● Provided text:
------------------------------
Research News & Funding Opportunities
- Research Development Funding Scheme 2026 – closes 5pm 28 November
- Disability and Inclusive Seed Funding Project 2026 – closes 5pm 28 November
- Congratulations to Dr Julian Kusabs – McKenzie Fellowship
- Faculty of Education Digital Wellbeing Communities Research Hub Seminar – 20 November
- Spencer Research Grants on Education: Small – closes 15 December
1. Research Development Funding Scheme 2026 – closes 5pm 28 November
https://ricunimelb.smartygrants.com.au/FoERDS2_DEC_2025
The Scheme’s primary objectives are to:
- Support FoE researchers to progress their research capabilities and outputs
- Seed new areas of discovery
- Expand established programs of research
- Build new or existing collaborations into a competitive larger-scale proposition for major external research sources
- Enhance research impact through new partnerships and applied outcomes
- Foster a diverse and inclusive academic community with a strong research culture
- Align with Advancing Melbourne 2030 and the Faculty Strategic
2. Disability and Inclusive Seed Funding Project 2026 – closes 5pm 28 November
https://ricunimelb.smartygrants.com.au/FoE-DI-2026
The Disability and Inclusive Seed Funding Projects must:
- Be driven by the priorities of people with disability
- Have a practical outcome
- Be interdisciplinary
- Involve strong partnerships with people with disability and/or disability advocacy organisations
- Have a pathway to further research and funding
3. Congratulations to Dr Julian Kusabs – McKenzie Fellowship
Congratulations to Dr Julian Kusabs for being awarded the UoM McKenzie Fellowship for his project “Treaty education: Historical cases, Indigenous responses, and contemporary directions”.
4. Faculty of Education Digital Wellbeing Communities Research Hub Seminar – 20 November
Venue: Conference Room 915, 100 Leicester St
Time: 11.00am – 12.00pm
Or join Zoom on your computer or mobile app: Click here to join the meeting
Presentation Title: Press B to Belong: Inclusive Gaming to Support Neurodivergent Students
Gaming is a powerful tool for social learning, but educators want to know how they can create the optimal conditions for learning. This presentation introduces a program that combines video modelling and video review with the supported play of cooperative video games to help our students develop essential collaborative skills. Sharing insights from their research and professional practice, Jess Rowlings details practical structures and strategies to run engaging and effective inclusive gaming programs for all students.
------------------------------
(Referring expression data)
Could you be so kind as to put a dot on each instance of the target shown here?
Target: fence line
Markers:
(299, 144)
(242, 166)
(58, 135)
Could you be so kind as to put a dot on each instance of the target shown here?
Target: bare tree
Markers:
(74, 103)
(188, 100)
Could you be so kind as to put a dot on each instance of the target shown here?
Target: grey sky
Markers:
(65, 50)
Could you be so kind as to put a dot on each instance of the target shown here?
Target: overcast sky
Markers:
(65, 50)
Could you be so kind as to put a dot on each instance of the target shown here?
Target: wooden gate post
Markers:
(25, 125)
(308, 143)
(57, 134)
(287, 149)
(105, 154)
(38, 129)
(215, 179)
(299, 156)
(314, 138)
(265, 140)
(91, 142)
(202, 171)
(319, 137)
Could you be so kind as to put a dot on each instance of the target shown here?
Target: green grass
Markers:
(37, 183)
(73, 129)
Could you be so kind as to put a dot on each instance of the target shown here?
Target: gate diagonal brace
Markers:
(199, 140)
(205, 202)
------------------------------
● Questions to answer:
a: In the research news, what is the title of the project for which Dr Julian Kusabs received the McKenzie Fellowship?
b: Condense the paragraph of the research news that starts "Gaming is a powerful tool" into three short sentences that keep its main facts.

● Answers below:
a: "Treaty education: Historical cases, Indigenous responses, and contemporary directions"

b: Gaming helps social learning, and educators want to know how to create optimal conditions for it. The presentation introduces a program that pairs video modelling and video review with supported play of cooperative video games to build students' collaborative skills. Jess Rowlings details practical structures and strategies for running engaging, effective inclusive gaming programs for all students.